Brief
Extend the November 16 travel journal entry about Gulf Islands and Tuskegee, picking up right after its final sentence.

November 16

Most states are within a single time zone. Virginia and Ohio are in Eastern. Iowa is in Central. And so forth. But, Florida sits in two. A good portion of the panhandle is in Central, which allowed me an extra hour to reach the Fort Pickens area of Gulf Islands NS. Only problem was the area was closed. Turns out the storm which came through Florida starting Tuesday night caused enough havoc in Fort Pickens that the NPS closed the area. I remember Wednesday morning at the hotel in Florida City watching the Weather Channel when the broadcaster said a tornado warning was in effect for the Keys. A couple I had met at Fort Jefferson on Tuesday are stationed in Pensacola. They said their favorite part of Gulf Islands is Fort Pickens. Oh well, I will have to return at a later date. Nothing like pristine Gulf Coast beaches to draw one to the area, in addition to the park. Back on the mainland there is an area called Naval Live Oaks which is part of the park. I decided to go there and hike a couple of the trails. The drive back over the two sequential bridges which connect the mainland with the beaches had me thinking about the politics in Florida. The only toll system seems to be Sun-Pass. If you do not have this, you have to “Pay by Plate”. No problem to pay the fee for crossing the one bridge. But that would be if I had my personal car. National Car will now charge me $9.95 for processing the bill from Florida, in addition to the crossing fee and the attached “administrative fee”. Governments sure find plenty of ways to get money. Again, no issue with the bridge fee. In the old days you would pay with cash and be done with it. But in today’s world there are service fees, administrative fees, reservation fees, resort fees, etc. And I would not have had to worry about National charging me. What can we do?

Fort Pickens was built to protect Pensacola Bay and the newly formed Pensacola Navy Yard (in 1825). A series of forts were built along the Gulf Coast in the early 19th century to protect our land and water interests. Though the fort had four walls facing the Gulf, one wall faced towards land, just in case. But any land attack would require scaling 40-feet from the bottom of the dry ditch.

The boundary of Tuskegee Institute NHS encompasses Tuskegee University. This is a beautiful campus. Booker T. Washington made it his mission to establish the school and staff it with the best and brightest minds. He began his work in 1881. George Washington Carver heeded the call for assistance and arrived in Tuskegee. He taught and researched here for years. His boyhood home is a National Park back in Missouri, where he was born. Washington’s birthplace is also a National Park, in Virginia. Some of the buildings on campus were built by students from the early years, using bricks which were made on-site. I met three wonderful young men who are students. One pointed in the direction of the campus chapel and asked if I had seen the large open area about the size of two football fields. He said the bricks used for all the construction came from material dug up in the large area. That is history which you do not see in school textbooks. The VC/Museum is undergoing renovations so I wondered where I could get the Passport Cancellation stamp. The men gave me a couple of options, such as the Legacy Museum on the north side of the campus. The campus is small enough that in a few minutes you can pretty much walk to any building. I stopped by the school’s chapel. It is quite the artistic look, famous for not having very many right-angles. Next to it is Tuskegee Cemetery, where Washington and Carver are buried. As I returned to my car I took one last look at The Oaks, the 3-story home of Washington. With many information placards placed around campus, this is one university folks should stop at and tour.

Recorded information
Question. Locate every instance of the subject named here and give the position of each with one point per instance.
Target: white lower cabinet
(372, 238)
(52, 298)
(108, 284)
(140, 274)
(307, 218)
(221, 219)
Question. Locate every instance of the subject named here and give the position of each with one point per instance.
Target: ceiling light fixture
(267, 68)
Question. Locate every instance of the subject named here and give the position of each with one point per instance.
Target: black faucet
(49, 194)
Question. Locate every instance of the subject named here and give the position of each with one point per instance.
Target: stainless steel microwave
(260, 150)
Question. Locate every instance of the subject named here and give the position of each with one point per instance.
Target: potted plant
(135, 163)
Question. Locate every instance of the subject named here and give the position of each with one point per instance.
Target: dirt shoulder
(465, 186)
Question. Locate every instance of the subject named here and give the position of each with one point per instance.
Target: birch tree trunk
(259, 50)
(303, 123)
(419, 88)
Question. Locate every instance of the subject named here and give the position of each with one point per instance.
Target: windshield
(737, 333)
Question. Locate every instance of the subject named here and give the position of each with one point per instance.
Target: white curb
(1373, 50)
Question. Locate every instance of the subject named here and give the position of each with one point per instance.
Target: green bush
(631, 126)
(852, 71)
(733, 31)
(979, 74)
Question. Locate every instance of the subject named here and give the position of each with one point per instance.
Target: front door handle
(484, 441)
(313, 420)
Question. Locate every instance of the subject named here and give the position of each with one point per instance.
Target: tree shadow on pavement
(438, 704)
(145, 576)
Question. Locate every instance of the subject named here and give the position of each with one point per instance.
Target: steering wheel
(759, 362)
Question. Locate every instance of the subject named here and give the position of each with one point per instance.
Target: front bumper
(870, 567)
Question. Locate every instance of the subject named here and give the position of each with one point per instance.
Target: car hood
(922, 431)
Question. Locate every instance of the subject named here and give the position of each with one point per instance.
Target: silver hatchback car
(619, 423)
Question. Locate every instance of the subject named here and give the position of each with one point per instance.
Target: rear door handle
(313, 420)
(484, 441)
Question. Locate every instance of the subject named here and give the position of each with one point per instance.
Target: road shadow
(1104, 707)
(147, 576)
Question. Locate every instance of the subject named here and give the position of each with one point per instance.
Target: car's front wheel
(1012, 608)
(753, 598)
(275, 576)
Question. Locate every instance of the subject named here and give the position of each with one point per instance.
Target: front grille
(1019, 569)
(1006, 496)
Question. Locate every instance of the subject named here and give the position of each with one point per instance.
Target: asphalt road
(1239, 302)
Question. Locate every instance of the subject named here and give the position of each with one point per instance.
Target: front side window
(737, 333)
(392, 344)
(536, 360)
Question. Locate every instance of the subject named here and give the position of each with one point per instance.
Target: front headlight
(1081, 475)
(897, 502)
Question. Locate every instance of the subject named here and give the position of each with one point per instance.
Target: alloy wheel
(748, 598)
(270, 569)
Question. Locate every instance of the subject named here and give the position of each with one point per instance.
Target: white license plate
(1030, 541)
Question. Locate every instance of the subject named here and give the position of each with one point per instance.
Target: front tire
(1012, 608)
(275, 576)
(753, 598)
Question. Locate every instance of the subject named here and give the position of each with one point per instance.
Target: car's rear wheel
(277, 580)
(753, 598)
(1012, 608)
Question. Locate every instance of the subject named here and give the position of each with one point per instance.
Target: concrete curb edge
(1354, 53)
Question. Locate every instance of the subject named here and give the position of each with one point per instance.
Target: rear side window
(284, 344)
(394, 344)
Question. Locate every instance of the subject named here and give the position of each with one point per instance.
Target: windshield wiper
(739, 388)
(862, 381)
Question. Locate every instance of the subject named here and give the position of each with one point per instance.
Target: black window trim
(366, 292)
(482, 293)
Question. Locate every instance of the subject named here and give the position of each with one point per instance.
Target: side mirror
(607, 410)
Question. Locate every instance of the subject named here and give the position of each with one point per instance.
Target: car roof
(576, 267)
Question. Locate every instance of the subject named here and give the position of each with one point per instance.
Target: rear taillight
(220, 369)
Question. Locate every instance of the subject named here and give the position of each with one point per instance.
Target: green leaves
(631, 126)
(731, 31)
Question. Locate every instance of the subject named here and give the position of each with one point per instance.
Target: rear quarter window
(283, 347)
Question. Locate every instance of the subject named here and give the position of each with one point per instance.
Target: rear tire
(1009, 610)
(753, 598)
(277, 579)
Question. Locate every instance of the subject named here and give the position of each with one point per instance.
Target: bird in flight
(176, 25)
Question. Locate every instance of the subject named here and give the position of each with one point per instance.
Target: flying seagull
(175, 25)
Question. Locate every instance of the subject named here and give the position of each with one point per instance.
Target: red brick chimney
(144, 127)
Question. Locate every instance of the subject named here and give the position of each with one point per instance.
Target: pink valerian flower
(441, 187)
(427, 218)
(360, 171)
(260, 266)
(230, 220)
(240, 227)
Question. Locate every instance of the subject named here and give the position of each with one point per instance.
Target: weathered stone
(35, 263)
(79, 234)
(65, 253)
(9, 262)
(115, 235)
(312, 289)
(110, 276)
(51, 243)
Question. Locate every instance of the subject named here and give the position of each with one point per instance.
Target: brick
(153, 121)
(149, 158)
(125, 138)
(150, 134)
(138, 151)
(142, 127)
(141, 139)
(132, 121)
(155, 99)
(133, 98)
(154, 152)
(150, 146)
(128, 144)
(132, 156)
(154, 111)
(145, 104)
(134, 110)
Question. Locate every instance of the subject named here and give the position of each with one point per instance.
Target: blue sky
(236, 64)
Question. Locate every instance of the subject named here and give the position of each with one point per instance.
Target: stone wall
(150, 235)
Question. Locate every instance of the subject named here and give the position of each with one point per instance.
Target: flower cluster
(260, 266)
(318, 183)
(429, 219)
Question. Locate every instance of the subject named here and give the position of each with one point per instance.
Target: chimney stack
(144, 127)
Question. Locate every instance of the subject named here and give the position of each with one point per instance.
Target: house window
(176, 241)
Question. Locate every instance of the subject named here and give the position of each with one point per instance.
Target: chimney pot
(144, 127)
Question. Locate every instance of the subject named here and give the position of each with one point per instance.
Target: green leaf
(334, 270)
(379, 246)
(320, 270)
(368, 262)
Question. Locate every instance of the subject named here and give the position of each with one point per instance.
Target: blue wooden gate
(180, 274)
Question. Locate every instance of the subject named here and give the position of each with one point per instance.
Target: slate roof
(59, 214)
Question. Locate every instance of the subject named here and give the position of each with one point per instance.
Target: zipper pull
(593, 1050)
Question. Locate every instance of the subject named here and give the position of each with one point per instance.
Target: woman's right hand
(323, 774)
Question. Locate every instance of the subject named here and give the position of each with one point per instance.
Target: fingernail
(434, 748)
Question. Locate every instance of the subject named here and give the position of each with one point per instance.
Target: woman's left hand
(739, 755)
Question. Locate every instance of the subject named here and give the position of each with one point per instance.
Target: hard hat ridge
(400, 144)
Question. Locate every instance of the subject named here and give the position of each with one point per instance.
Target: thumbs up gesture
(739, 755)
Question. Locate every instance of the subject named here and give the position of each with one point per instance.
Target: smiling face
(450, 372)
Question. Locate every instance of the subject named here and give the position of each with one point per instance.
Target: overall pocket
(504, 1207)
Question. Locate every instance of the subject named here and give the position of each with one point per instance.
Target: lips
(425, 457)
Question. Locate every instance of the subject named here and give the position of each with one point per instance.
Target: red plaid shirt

Expected answer
Just ten minutes down the road is Tuskegee Airmen NHS. This park preserves the legacy of the “Red Tails”, the highly decorated unit of African-American pilots of the 15th US Army Air Force in WW2. These guys knew how to fly their P-51D planes. Legend has it that when Nazi planes saw P51 Mustangs with red colored tails, they knew they were in for a fight. An old tale is that this unit never lost a bomber during all their escort missions. I have heard this story for decades. Though the narrative is not correct, only losing 27 bombers in 1,500+ missions is the best rate among all the escort units during the war. When I first visited this park 15 years ago the VC was in a temporary trailer. Nothing else was available for a visitor. That is a stark contrast to today. The two original hangers of the airfield now house the park’s collection of artifacts. Hanger 1 has examples of the two planes which the men trained in before going to the Mustang. The Link Trainer in Hanger 1 looked like the device my father-in-law trained in for the war. Hanger 2 has a theater, along with a P-51 hanging from the rafters.. There are enough information displays in Hanger 2 to keep one reading for 4 hours. I especially liked the one placard that showed Tuskegee Airman MSgt Malvin Whitfield on the podium at the 1948 London Olympics where he won two gold medals and one bronze.

When I had arrived, a park ranger asked me not to go in the theater because a presentation was being given. Turns out a 4-star General was talking to the ROTC corps from Auburn University. The group had taken a tour bus over to the park. I met a number of the young men who will one day be serving in our Armed Forces. In hindsight, I forget to tell them to be sure to beat Alabama in this year’s Iron Bowl. As with many of our National Parks, the thought of standing on the same ground as men and women who changed the course of our country’s history, is reflective. If you are ever on I-85 going through the Auburn area, exit 38 is the airfield, just one minute from the exit. No reason not to stop.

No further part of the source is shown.